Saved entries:
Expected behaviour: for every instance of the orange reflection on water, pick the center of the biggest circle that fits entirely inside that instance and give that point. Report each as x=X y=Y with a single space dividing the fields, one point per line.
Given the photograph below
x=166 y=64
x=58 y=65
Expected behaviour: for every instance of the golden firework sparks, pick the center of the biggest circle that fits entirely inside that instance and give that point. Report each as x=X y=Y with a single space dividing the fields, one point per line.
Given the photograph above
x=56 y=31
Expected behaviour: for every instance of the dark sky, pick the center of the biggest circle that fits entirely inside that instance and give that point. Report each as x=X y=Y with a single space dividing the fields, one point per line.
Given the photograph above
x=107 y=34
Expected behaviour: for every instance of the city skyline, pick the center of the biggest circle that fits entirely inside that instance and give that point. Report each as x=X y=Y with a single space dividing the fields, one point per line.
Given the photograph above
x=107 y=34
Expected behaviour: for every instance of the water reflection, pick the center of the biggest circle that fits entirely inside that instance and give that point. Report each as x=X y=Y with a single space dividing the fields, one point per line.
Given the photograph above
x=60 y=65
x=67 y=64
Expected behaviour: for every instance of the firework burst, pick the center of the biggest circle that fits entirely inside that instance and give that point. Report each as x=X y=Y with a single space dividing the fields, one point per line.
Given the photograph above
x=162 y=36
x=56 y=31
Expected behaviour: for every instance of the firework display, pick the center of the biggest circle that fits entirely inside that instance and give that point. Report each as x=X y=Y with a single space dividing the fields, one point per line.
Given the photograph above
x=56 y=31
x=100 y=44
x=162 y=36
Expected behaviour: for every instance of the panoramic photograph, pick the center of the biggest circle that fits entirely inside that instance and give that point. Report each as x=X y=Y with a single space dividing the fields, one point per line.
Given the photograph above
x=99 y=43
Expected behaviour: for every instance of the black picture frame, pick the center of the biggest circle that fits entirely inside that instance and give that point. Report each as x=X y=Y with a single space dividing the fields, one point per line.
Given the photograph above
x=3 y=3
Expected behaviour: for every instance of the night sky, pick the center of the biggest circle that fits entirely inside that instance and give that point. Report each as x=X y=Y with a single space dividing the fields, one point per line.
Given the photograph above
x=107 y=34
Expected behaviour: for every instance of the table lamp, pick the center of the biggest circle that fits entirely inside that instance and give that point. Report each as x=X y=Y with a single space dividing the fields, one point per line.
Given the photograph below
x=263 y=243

Work order:
Down to the last line, copy the entries above exactly.

Finished task:
Expected behaviour: for every instance of the orange reflection on water, pick the center of the biggest circle that fits entirely inside that instance and give that point. Report each as x=X y=Y with a single space dividing the fields, one point per line.
Given the photograph below
x=166 y=64
x=58 y=65
Expected behaviour: for every instance of the golden firework sparks, pick the center of the biggest circle that fits entirely inside that instance and give that point. Report each as x=X y=Y with a single space dividing the fields, one point per line.
Given the photograph above
x=56 y=31
Expected behaviour: for every instance of the dark sky, pick the center of the biggest circle that fits entirely inside that instance and give that point. Report each as x=X y=Y with a single space dividing the fields, one point per line.
Given the photograph above
x=107 y=34
Expected behaviour: for every instance of the city skyline, pick the center of the biggest circle that fits entirely inside that instance and give that point. Report each as x=X y=Y with a single space dividing the fields, one point per line.
Given the photograph above
x=107 y=34
Expected behaviour: for every instance of the water reflection, pick the center of the biggest circle that fits entirely inside that instance and give that point. Report each as x=X y=Y with a single space dividing the fields, one point per line.
Given the photograph above
x=60 y=65
x=67 y=64
Expected behaviour: for every instance of the firework burst, pick the center of the biggest circle that fits entirely inside that instance and give that point. Report each as x=X y=Y with a single space dividing the fields, one point per line.
Given the photograph above
x=162 y=36
x=56 y=31
Expected behaviour: for every instance of the firework display, pick the center of the biggest circle that fits entirely inside that instance and give that point. Report each as x=X y=Y with a single space dividing the fields, one point per line.
Given the photograph above
x=56 y=31
x=100 y=44
x=162 y=36
Expected behaviour: for every instance of the panoramic photograph, pick the center of the biggest circle that fits entirely inside that instance and give that point. Report each as x=X y=Y with a single space dividing the fields, one point per line.
Given the photograph above
x=99 y=43
Expected behaviour: for every instance of the black picture frame, pick the center of the biggest circle that fits entirely inside that instance and give that point. Report each as x=X y=Y with a single space dividing the fields, one point per line.
Given the photograph above
x=3 y=3
Expected behaviour: for every instance of the night sky, pick the center of the biggest circle that fits entirely inside that instance and give that point. Report each as x=X y=Y with a single space dividing the fields, one point per line.
Given the photograph above
x=107 y=34
Expected behaviour: for every instance of the table lamp, pick the center of the biggest circle that fits entirely inside that instance and give that point. Report each as x=X y=Y with a single space dividing the fields, one point per line.
Given the photograph below
x=263 y=243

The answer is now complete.